Also a working mother, ''My Mum worked hard to give our family the best life possible,'' says Chef Koh. ''I grew up with the confidence and assurance that I could pursue anything, and do anything that I wanted.''

In fact, she had almost free rein on the way she wanted her life to be. ''I never had a curfew. I was never told to join or not join any activities growing up.''

Although she doesn't cook - ''My Dad does'' - her mother is a strong supporter of the F&B industry and makes sure the family is well fed, says Chef Koh.
________________________
What is being asked: Write out the full passage about Chef Koh's mother word for word. The listing is separate material and has no connection to this text.
________________________
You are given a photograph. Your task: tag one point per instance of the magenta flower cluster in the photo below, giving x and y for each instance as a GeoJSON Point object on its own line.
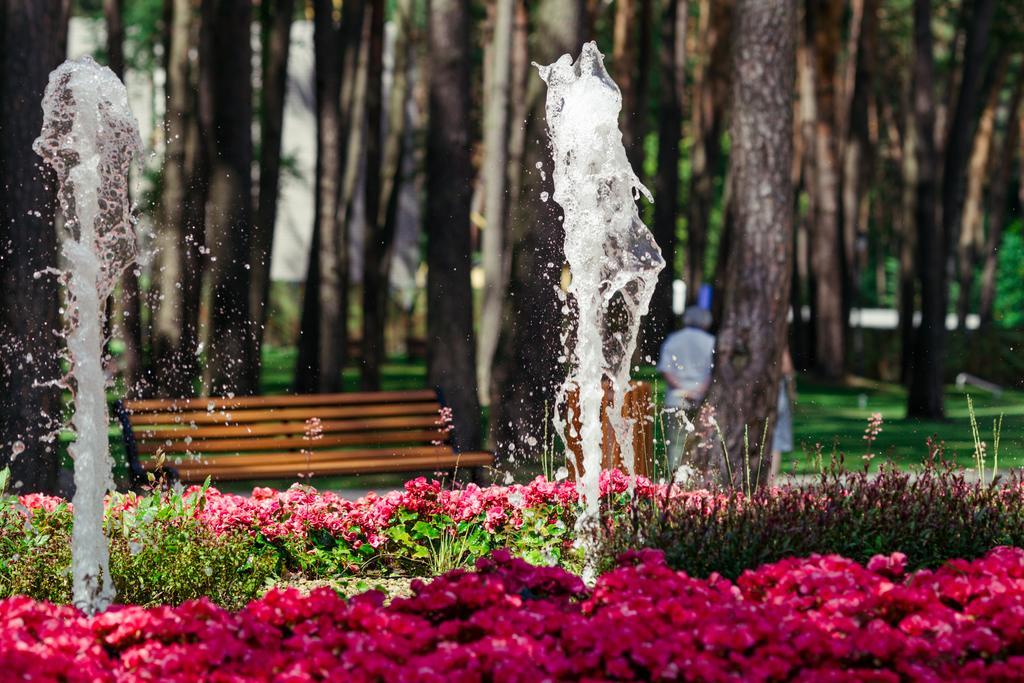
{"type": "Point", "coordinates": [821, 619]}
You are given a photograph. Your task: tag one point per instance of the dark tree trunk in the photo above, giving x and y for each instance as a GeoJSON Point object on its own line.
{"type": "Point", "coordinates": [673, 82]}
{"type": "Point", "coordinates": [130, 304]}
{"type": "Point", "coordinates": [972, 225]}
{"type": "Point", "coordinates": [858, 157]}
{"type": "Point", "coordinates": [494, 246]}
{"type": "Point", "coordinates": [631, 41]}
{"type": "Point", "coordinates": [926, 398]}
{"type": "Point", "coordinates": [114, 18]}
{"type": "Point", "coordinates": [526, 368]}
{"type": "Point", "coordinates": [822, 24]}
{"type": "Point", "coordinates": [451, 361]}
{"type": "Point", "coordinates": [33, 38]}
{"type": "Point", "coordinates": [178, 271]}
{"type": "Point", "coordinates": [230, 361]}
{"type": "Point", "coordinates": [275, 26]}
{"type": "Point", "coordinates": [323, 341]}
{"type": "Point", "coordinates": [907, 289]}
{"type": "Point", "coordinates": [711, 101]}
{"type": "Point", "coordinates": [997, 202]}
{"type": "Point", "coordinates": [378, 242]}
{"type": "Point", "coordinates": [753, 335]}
________________________
Exercise response:
Also a working mother, ''My Mum worked hard to give our family the best life possible,'' says Chef Koh. ''I grew up with the confidence and assurance that I could pursue anything, and do anything that I wanted.''

In fact, she had almost free rein on the way she wanted her life to be. ''I never had a curfew. I was never told to join or not join any activities growing up.''

Although she doesn't cook - ''My Dad does'' - her mother is a strong supporter of the F&B industry and makes sure the family is well fed, says Chef Koh.